PREZENTOWANY TEKST -
»»

Jeszcze tydzień temu się zastanawiałem, kilka dni później dostałem pierwszy symptom. Po dzisiejszej informacji jestem już niemal pewien. Choć nie lubię bawić się w jasnowidza – za pięć rozgrywki piłkarskie obserwować będziemy na Facebooku. Na żywo.
Tydzień temu, przy okazji powrotu Ligi Mistrzów, zastanawiałem się czy taka szansa istnieje, by przełamać monopol telewizji i ich praw do transmisji rozgrywek wszelkiej maści. Bo to, że nie mając abonamentu danej sieci kablowej czy satelitarnej uniemożliwia mi legalne oglądanie meczów to dramat, XX-ty wiek. Mam co prawda telewizor, ale mocne postanowienie, by nie mieć żadnej kablówki czy satelity.

««

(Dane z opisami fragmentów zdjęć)
»»

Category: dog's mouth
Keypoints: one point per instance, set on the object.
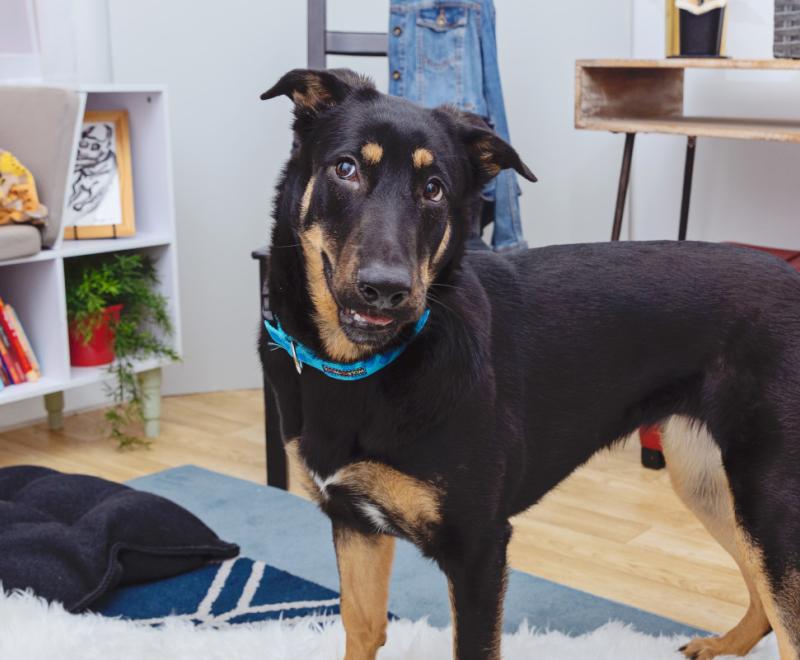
(370, 328)
(360, 325)
(365, 320)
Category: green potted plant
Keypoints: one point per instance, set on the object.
(117, 317)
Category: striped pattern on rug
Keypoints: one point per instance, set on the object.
(234, 591)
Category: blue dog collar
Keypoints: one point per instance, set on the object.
(338, 370)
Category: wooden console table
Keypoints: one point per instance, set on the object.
(647, 96)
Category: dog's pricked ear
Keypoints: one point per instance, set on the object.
(316, 90)
(490, 154)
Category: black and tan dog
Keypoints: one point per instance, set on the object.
(528, 365)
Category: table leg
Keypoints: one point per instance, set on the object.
(688, 171)
(622, 191)
(54, 404)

««

Należy przepisać bez zmian fragment tekstu o transmisjach meczów, od słów „Tydzień temu, przy” do słów „kablówki czy satelity.”. Zestawienie pochodzi z innego, niezależnego źródła.

Tydzień temu, przy okazji powrotu Ligi Mistrzów, zastanawiałem się czy taka szansa istnieje, by przełamać monopol telewizji i ich praw do transmisji rozgrywek wszelkiej maści. Bo to, że nie mając abonamentu danej sieci kablowej czy satelitarnej uniemożliwia mi legalne oglądanie meczów to dramat, XX-ty wiek. Mam co prawda telewizor, ale mocne postanowienie, by nie mieć żadnej kablówki czy satelity.